▶ [Instructions to follow]
Write out, word for word, the part of the listing below that opens with the line containing "Would you mind pointing out the reflection" and closes with the line containing "Target: reflection on water", keeping both of those lines and adding no others.

▶ [Data for analysis]
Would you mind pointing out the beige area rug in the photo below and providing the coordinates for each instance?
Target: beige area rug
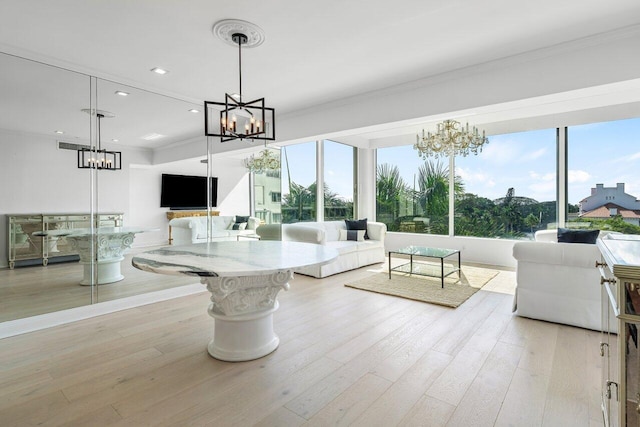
--
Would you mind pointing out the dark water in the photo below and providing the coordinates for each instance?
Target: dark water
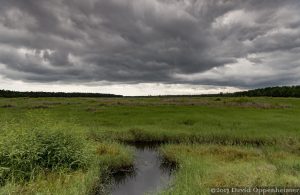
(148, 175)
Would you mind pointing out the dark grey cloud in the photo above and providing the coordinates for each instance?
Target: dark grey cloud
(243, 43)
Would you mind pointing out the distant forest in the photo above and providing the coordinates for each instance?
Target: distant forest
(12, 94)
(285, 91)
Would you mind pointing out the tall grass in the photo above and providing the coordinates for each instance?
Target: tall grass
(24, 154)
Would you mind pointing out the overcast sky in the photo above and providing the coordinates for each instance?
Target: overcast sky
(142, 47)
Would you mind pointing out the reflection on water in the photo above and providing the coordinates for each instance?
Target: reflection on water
* * *
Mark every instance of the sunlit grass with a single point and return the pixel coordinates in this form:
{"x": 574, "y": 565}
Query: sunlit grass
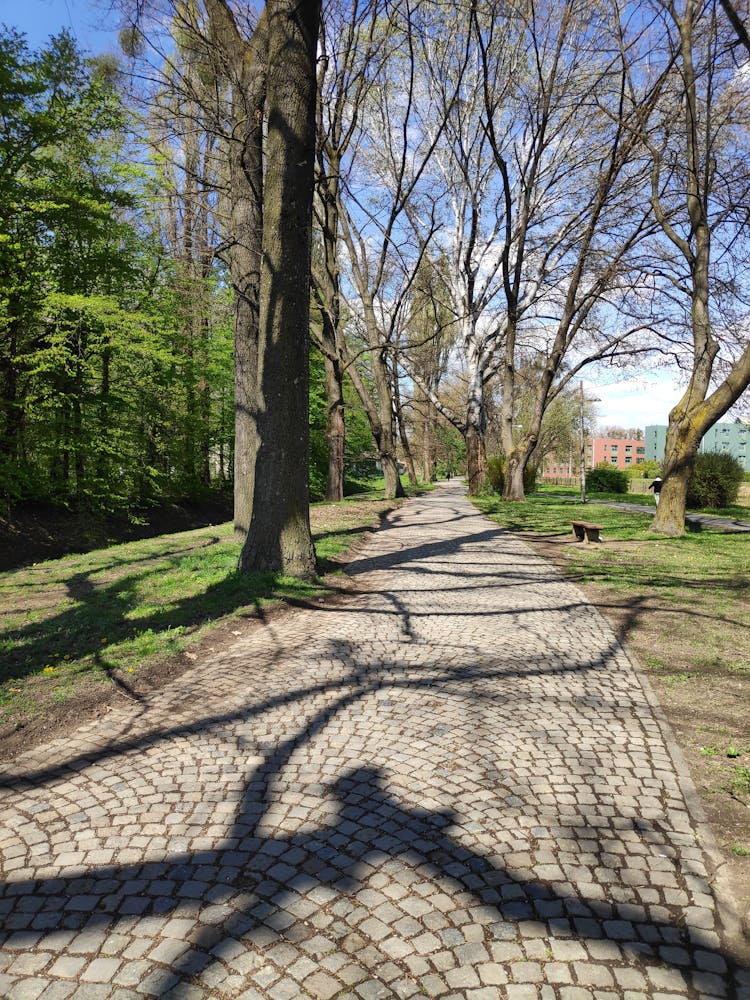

▶ [Response]
Would you mind pointing out the reflection on water in the photo above and providing the coordinates for each instance?
Target: reflection on water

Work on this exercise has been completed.